→ Goal of the exercise
Would you transcribe all of the data exactly, down to the last character?

→ Input records
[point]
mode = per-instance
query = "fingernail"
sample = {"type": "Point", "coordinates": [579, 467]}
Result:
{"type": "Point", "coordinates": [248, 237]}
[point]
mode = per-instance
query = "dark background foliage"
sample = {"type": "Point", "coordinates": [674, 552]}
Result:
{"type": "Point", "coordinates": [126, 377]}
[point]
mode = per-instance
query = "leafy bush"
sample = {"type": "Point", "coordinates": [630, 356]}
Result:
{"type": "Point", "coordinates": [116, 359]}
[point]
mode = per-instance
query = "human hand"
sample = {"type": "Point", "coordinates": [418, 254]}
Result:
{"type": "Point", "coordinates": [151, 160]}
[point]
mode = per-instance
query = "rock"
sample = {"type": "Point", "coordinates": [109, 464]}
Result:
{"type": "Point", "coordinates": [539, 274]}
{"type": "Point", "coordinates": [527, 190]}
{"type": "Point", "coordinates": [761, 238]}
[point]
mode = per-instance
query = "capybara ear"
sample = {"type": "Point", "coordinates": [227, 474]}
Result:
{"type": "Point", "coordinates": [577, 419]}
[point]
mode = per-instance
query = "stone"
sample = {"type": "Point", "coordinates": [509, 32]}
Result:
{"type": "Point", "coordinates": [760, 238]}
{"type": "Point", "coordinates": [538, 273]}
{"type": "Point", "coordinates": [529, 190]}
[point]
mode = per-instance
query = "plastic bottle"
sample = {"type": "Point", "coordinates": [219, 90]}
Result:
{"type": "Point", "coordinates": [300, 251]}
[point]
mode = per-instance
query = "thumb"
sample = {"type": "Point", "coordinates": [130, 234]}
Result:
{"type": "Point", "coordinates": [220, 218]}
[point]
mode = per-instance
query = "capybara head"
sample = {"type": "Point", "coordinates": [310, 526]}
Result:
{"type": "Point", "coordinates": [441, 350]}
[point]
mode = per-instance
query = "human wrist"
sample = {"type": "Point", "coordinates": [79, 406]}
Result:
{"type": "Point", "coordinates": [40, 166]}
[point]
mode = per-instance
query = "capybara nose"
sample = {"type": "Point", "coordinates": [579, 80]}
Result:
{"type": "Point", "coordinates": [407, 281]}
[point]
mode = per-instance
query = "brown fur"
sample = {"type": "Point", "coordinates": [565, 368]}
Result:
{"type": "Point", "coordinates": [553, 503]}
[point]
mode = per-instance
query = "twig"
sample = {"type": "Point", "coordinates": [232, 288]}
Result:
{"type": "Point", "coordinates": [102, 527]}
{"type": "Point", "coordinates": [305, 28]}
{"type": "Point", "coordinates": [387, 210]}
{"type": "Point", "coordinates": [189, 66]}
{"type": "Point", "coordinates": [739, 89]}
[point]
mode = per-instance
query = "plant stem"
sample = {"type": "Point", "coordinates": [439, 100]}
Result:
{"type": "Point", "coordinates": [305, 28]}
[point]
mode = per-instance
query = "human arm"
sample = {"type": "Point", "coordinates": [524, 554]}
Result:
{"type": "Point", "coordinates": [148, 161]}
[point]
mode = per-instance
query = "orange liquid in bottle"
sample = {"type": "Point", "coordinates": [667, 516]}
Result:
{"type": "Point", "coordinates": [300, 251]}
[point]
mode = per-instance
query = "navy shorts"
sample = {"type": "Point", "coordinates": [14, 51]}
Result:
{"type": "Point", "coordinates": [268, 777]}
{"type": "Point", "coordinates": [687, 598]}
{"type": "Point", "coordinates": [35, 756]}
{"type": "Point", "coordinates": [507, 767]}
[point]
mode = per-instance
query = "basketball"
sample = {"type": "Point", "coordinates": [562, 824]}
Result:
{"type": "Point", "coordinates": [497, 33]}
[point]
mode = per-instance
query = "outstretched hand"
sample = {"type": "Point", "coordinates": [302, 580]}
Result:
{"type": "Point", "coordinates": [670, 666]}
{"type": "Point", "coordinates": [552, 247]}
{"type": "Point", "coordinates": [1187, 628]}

→ Exercise response
[point]
mode = per-instance
query = "fingernail"
sample = {"type": "Point", "coordinates": [579, 467]}
Result:
{"type": "Point", "coordinates": [248, 237]}
[point]
mode = per-instance
query = "dark background foliage"
sample = {"type": "Point", "coordinates": [674, 552]}
Result:
{"type": "Point", "coordinates": [126, 377]}
[point]
mode = per-instance
query = "leafy bush"
sample = {"type": "Point", "coordinates": [630, 356]}
Result:
{"type": "Point", "coordinates": [116, 359]}
[point]
mode = per-instance
query = "human hand"
sample = {"type": "Point", "coordinates": [418, 254]}
Result:
{"type": "Point", "coordinates": [151, 160]}
[point]
mode = per-instance
query = "rock"
sample = {"type": "Point", "coordinates": [109, 464]}
Result:
{"type": "Point", "coordinates": [539, 274]}
{"type": "Point", "coordinates": [527, 190]}
{"type": "Point", "coordinates": [761, 238]}
[point]
mode = per-instance
query = "capybara ear"
sample = {"type": "Point", "coordinates": [227, 474]}
Result:
{"type": "Point", "coordinates": [577, 419]}
[point]
mode = per-instance
query = "stone"
sample = {"type": "Point", "coordinates": [509, 32]}
Result:
{"type": "Point", "coordinates": [760, 238]}
{"type": "Point", "coordinates": [538, 273]}
{"type": "Point", "coordinates": [529, 190]}
[point]
mode = per-instance
query = "plastic bottle"
sample = {"type": "Point", "coordinates": [219, 90]}
Result:
{"type": "Point", "coordinates": [300, 251]}
[point]
mode = per-instance
query = "thumb"
sample = {"type": "Point", "coordinates": [130, 234]}
Result:
{"type": "Point", "coordinates": [220, 218]}
[point]
mode = per-instance
query = "capybara head"
sample = {"type": "Point", "coordinates": [310, 526]}
Result:
{"type": "Point", "coordinates": [441, 350]}
[point]
mode = per-instance
query = "human wrist"
sample = {"type": "Point", "coordinates": [79, 406]}
Result:
{"type": "Point", "coordinates": [40, 166]}
[point]
mode = per-instance
query = "capybara nose"
sample = {"type": "Point", "coordinates": [579, 80]}
Result:
{"type": "Point", "coordinates": [407, 281]}
[point]
mode = per-instance
query = "brown fur"
sample = {"type": "Point", "coordinates": [565, 368]}
Result:
{"type": "Point", "coordinates": [553, 503]}
[point]
mode = per-instance
query = "twig"
sample = {"type": "Point", "coordinates": [232, 288]}
Result:
{"type": "Point", "coordinates": [102, 527]}
{"type": "Point", "coordinates": [305, 28]}
{"type": "Point", "coordinates": [387, 210]}
{"type": "Point", "coordinates": [189, 66]}
{"type": "Point", "coordinates": [739, 89]}
[point]
mode = per-instance
query = "plant stem"
sample = {"type": "Point", "coordinates": [439, 100]}
Result:
{"type": "Point", "coordinates": [305, 28]}
[point]
mode = per-instance
query = "human arm"
sample = {"type": "Point", "coordinates": [524, 554]}
Result:
{"type": "Point", "coordinates": [148, 161]}
[point]
mode = per-instance
query = "orange liquid in bottle"
sample = {"type": "Point", "coordinates": [667, 516]}
Result:
{"type": "Point", "coordinates": [300, 251]}
[point]
mode = per-instance
query = "navy shorts"
sample = {"type": "Point", "coordinates": [14, 51]}
Result:
{"type": "Point", "coordinates": [268, 777]}
{"type": "Point", "coordinates": [687, 598]}
{"type": "Point", "coordinates": [35, 756]}
{"type": "Point", "coordinates": [507, 767]}
[point]
mode = per-instance
query = "basketball"
sample = {"type": "Point", "coordinates": [562, 824]}
Result:
{"type": "Point", "coordinates": [497, 33]}
[point]
mode = per-instance
query = "outstretched hand"
sample = {"type": "Point", "coordinates": [302, 580]}
Result:
{"type": "Point", "coordinates": [670, 666]}
{"type": "Point", "coordinates": [552, 247]}
{"type": "Point", "coordinates": [1187, 628]}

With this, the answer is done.